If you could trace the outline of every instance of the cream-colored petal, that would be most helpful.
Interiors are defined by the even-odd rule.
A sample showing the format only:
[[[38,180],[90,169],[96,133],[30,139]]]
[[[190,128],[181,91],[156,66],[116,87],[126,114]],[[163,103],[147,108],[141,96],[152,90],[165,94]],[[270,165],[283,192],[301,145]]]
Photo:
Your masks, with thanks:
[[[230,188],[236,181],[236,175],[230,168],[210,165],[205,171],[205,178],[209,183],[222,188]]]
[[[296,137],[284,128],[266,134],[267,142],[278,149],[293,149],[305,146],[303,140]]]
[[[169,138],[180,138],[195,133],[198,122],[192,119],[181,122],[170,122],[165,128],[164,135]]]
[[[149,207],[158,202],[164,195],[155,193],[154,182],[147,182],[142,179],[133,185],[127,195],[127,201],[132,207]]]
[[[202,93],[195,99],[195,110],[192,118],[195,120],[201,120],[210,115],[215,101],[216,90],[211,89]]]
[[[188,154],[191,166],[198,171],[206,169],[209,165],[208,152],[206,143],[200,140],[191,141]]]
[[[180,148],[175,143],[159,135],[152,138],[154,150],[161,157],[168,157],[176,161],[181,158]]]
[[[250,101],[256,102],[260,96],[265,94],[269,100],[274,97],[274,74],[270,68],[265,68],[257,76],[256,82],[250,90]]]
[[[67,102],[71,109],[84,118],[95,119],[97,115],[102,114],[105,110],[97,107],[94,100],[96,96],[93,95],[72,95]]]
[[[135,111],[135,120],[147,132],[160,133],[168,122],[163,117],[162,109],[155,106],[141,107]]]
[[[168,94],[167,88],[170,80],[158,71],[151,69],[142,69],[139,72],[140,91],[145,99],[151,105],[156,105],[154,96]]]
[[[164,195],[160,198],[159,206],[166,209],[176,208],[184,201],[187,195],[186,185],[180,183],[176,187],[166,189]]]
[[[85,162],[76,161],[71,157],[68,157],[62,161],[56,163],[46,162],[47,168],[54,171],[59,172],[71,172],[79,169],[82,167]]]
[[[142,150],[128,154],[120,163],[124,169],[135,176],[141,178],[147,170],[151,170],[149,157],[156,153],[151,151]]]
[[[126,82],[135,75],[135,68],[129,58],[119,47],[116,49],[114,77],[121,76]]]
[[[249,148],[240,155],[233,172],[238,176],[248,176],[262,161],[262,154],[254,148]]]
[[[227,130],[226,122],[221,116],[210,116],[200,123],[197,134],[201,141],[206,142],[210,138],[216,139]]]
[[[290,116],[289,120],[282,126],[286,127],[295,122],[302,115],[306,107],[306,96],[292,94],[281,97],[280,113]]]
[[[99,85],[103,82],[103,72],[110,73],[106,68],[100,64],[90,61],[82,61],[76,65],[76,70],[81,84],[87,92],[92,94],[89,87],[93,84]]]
==
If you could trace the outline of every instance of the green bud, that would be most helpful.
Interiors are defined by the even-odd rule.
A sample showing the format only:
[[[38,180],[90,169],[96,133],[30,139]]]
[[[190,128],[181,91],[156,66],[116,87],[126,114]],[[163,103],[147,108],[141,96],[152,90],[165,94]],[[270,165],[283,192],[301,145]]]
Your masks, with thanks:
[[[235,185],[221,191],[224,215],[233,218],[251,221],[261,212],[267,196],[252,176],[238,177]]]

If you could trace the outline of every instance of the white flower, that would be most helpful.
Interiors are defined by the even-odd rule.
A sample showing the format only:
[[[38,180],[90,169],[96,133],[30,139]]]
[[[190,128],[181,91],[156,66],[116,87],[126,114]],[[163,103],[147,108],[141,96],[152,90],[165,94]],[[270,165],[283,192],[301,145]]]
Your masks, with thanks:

O que se pede: Liste cada linha das entradas acima em que aparece a palavra "most". Maiúsculas e minúsculas contam.

Solução da tarefa:
If you could trace the outline of every instance of the cream-colored petal, that would be most helpful.
If you could trace the outline of every instance of the green bud, that would be most helpful.
If you could trace the outline of every instance of the white flower, that would be most helpful.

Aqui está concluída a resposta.